Reproduce the listing exactly and skip over any pictures.

--- SOURCE MATERIAL ---

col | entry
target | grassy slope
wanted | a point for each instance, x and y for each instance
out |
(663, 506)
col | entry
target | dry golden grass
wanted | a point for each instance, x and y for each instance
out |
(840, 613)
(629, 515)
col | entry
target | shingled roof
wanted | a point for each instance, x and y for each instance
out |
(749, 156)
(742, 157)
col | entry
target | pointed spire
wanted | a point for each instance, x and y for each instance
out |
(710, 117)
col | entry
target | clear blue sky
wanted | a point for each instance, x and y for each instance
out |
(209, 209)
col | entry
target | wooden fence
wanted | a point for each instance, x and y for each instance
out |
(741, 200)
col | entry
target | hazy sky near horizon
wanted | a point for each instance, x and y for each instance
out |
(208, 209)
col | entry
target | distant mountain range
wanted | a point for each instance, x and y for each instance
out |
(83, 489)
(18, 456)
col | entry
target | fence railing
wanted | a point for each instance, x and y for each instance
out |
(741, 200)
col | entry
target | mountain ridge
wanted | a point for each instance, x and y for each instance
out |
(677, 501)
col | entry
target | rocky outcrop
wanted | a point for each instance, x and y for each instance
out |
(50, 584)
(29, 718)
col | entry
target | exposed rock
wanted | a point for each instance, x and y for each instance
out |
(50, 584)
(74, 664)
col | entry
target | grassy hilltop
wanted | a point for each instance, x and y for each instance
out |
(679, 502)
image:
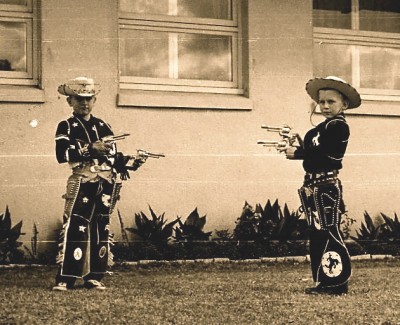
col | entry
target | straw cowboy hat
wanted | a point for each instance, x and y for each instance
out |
(331, 82)
(80, 86)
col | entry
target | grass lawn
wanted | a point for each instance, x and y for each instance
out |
(202, 294)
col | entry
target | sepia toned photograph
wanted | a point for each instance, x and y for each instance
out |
(199, 162)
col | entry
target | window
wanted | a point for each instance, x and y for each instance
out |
(359, 41)
(18, 39)
(180, 45)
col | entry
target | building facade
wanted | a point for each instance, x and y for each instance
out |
(195, 80)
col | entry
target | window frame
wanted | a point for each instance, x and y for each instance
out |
(177, 24)
(356, 38)
(27, 15)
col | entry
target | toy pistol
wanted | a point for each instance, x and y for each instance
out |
(288, 138)
(112, 138)
(143, 154)
(279, 145)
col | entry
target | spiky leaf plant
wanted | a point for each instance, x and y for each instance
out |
(390, 229)
(275, 224)
(9, 244)
(154, 230)
(192, 228)
(246, 225)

---

* [SOLUTION TO THE EXERCISE]:
col | entry
target | grassy slope
wanted | a point for each instance, x and y for each instance
out |
(663, 506)
col | entry
target | dry golden grass
wanted | a point for each instance, x and y for each instance
out |
(840, 613)
(629, 515)
col | entry
target | shingled roof
wanted | a point for each instance, x and y for each instance
out |
(749, 156)
(742, 157)
col | entry
target | pointed spire
wanted | a point for each instance, x and y for each instance
out |
(710, 117)
col | entry
target | clear blue sky
wanted | a point for each instance, x and y for each instance
out |
(209, 209)
col | entry
target | wooden fence
wanted | a point for each instance, x and y for each instance
out |
(741, 200)
col | entry
target | hazy sky near horizon
wanted | a point for each instance, x and y for each instance
out |
(208, 209)
col | entry
target | distant mountain range
wanted | a point for each instance, x and y for each instance
out |
(83, 489)
(18, 456)
col | entry
target | fence railing
wanted | a point for each instance, x and y for each instance
out |
(741, 200)
col | entry
target | mountain ridge
wanted | a point for each instance, x and y for each instance
out |
(677, 501)
col | entry
target | rocky outcrop
wanted | a point for each instance, x and y for each instance
out |
(50, 584)
(29, 718)
col | entry
target | exposed rock
wanted | a point for each instance, x and y for each instance
out |
(50, 584)
(74, 664)
col | entry
target | grassy hilltop
wanted | a point for each instance, x and y for each instance
out |
(679, 502)
image:
col | entry
target | straw cowboy hat
wanted | a point for each instance, x and y for each instance
out |
(331, 82)
(80, 86)
col | entry
target | grass lawn
wanted | a point for each instance, x and y for each instance
out |
(202, 294)
col | entry
target | sepia toned photograph
wanted | a point for each instance, x and y for each instance
out |
(199, 162)
col | entry
target | window
wanted | a point for each instance, x and y for each instance
out |
(359, 41)
(18, 39)
(180, 45)
col | entry
target | building facade
wanted | a point for each instance, x and y for each instance
out |
(195, 80)
col | entry
target | window frame
wanted | a point for each instance, x and y for each instance
out |
(177, 24)
(356, 38)
(27, 15)
col | entry
target | toy pistol
wanted | a point for each instance, x and y for each instance
out |
(288, 138)
(112, 138)
(143, 154)
(279, 145)
col | entry
target | spiky leaf plant
wanted | a point for each instance, x and y for each instance
out |
(390, 229)
(275, 224)
(9, 244)
(154, 230)
(192, 228)
(246, 225)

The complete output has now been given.